* TEXTO DO EXERCÍCIO *
------------------------------

07 outubro 2006

Lula – Princípio de realidade em política


Michel Plon (*)


Não sendo « especialista » em Brasil, seu povo, sua história, sua economia e sua política, como por exemplo Alain Rouquié, pode parecer um tanto indecente que um cidadão do “primeiro mundo”, independentemente de seus laços e, mais ainda, de seu amor por esse país, se atreva a externar um julgamento sobre o resultado do primeiro turno da eleição presidencial, isto é, sobre o fato de o Lula ter de enfrentar o segundo turno. Arrisco-me, no entanto, impulsionado pela raiva e pela decepção.
A imprensa brasileira – que em sua grande maioria não disfarça o prazer que lhe deu esse resultado, ou melhor, o prazer que ele dá aos donos da imprensa – e a imprensa francesa enfatizaram a surpresa em relação às pesquisas que previam a vitória de Lula no primeiro turno.

------------------------------

Entradas de dados salvas:

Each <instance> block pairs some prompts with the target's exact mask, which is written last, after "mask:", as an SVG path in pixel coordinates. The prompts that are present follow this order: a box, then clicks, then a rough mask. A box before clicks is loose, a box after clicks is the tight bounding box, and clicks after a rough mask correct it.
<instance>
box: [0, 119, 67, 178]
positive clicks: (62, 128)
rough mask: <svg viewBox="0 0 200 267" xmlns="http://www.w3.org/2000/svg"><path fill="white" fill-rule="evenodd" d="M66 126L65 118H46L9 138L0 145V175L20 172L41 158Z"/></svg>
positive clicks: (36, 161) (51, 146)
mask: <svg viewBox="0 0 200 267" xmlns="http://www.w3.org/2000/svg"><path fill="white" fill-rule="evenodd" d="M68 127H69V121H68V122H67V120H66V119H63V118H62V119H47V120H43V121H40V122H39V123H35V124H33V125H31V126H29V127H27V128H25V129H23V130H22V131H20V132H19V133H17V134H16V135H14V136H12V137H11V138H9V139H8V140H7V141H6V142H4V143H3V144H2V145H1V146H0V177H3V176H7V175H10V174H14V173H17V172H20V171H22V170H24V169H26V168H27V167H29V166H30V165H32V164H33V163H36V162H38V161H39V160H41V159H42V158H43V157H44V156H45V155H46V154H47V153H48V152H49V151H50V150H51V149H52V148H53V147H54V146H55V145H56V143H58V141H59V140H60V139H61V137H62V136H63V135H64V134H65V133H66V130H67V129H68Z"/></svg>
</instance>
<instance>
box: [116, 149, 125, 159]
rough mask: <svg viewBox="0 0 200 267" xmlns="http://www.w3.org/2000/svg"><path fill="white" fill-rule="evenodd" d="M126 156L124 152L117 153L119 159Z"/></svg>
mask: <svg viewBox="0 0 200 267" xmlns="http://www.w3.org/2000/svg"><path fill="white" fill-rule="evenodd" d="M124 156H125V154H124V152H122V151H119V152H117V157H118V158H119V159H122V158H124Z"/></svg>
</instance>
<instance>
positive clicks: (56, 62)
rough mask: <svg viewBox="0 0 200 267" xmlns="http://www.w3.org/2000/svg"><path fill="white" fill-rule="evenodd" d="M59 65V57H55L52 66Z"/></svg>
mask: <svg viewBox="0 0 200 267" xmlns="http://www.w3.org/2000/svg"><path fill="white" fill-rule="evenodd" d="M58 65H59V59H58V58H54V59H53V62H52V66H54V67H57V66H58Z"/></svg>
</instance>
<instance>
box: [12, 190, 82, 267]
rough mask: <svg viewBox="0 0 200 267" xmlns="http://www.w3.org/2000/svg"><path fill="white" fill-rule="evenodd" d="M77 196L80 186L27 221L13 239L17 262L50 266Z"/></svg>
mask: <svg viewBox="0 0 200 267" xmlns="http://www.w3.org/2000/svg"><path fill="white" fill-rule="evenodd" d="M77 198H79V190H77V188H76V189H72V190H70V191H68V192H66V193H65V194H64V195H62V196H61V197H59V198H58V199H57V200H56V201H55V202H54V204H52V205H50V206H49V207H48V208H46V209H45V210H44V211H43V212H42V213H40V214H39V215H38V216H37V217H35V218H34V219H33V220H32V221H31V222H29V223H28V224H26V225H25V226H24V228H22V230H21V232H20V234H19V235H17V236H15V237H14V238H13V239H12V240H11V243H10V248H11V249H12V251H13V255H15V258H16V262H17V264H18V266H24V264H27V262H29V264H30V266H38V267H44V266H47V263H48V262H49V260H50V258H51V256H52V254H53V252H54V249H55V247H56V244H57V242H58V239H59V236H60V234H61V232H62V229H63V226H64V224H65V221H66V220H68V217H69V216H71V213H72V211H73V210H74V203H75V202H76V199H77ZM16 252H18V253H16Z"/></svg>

------------------------------

* TAREFAS DO EXERCÍCIO *
**a)** Pode reescrever de forma mais breve o parágrafo do texto sobre a eleição de Lula que começa com "Não sendo « especialista »", mantendo seus fatos principais?
**b)** Prossiga o texto sobre a eleição de Lula a partir do ponto em que ele termina.

* RESPOSTAS POR TAREFA *
**a)** Quem escreve admite não ser especialista em Brasil, como Alain Rouquié. Reconhece que pode parecer indecente um cidadão do "primeiro mundo" julgar o resultado do primeiro turno da eleição presidencial, isto é, o fato de Lula ter de enfrentar o segundo turno, mesmo tendo laços com o país e amor por ele. Ainda assim, arrisca-se a fazê-lo, movido pela raiva e pela decepção.

**b)**
A explicação para esse resultado, visto como derrota, era o último “affaire” envolvendo um grupo de pessoas próximas ao presidente: compra de documentos que comprometeriam um homem político de direita. Mas, supondo-se que isso seja a verdadeira razão desse relativo fracasso – relativo é preciso que se enfatize, pois nenhum presidente francês, nem mesmo De Gaulle foi eleito em primeiro turno – seria preciso tentar verificar em que camadas da população esse escândalo teve um impacto. Tal trabalho será feito certamente, nos próximos dias ou semanas, por especialistas em eleições e pesquisas. Mas os cálculos e as estatísticas não podem substituir a reflexão nem a teoria em matéria política.
Último escândalo ou não, o verme já estava na fruta pelo menos há dois anos: as declarações, as deserções e outras acusações contra Lula não pararam, principalmente vindas daqueles que pertencem ao que chamarei de “classe intelectual”: professores universitários, jornalistas, escritores, pensadores de diversos campos, psicanalistas, entre outros. Alguns deles não pararam de atacar Lula, para a mais completa satisfação da direita. Esses mesmos intelectuais que o atacaram devem constituir uma fração importante do milhão de votos que faltaram ao Presidente.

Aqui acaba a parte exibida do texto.